## Exercise
Your answer should consist only of the lines from the line containing "Where can you see the bright" through the last line below, each repeated exactly.

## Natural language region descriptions
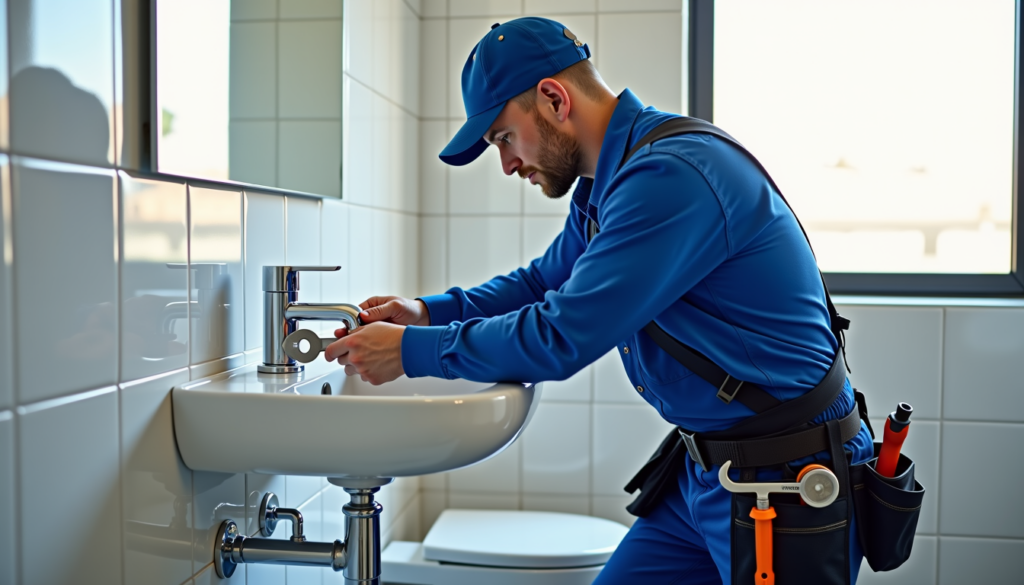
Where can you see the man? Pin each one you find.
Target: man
(692, 236)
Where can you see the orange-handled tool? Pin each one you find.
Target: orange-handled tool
(892, 440)
(816, 485)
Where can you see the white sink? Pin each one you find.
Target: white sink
(242, 421)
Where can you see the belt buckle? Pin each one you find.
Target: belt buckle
(724, 394)
(691, 449)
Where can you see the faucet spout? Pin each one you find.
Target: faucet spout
(348, 314)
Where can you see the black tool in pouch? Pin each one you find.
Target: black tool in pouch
(810, 545)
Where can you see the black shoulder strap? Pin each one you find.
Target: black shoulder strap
(729, 388)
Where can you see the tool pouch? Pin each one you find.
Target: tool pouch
(810, 545)
(888, 509)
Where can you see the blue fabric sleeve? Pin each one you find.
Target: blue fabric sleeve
(663, 231)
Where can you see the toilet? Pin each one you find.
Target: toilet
(504, 547)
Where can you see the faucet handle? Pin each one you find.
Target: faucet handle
(286, 279)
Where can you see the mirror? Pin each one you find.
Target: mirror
(250, 91)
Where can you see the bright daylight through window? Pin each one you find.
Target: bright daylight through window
(888, 124)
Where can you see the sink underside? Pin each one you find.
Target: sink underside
(243, 421)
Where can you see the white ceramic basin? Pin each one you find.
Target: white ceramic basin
(242, 421)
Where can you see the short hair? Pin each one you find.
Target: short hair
(582, 75)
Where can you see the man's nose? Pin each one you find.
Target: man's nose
(510, 164)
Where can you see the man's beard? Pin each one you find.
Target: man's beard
(558, 155)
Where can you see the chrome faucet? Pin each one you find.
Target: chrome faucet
(281, 314)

## Reply to the task
Where can you see the bright daylight through window? Pin each one you find.
Target: bright daylight through window
(888, 124)
Where can you see the sink underside? Pin each one you find.
Target: sink underside
(243, 421)
Where can you see the white ceramic basin? Pin each one you find.
Target: white ceramic basin
(242, 421)
Where can you see the short hair? Pin each one you find.
Target: short hair
(582, 75)
Where can you see the man's nose? Pin each one you find.
Target: man's nose
(510, 164)
Where can you see the man's beard? Pin each one you find.
Target: man's beard
(558, 155)
Where can you see the chrome faucet? Pin each one you find.
Target: chrome faucet
(281, 314)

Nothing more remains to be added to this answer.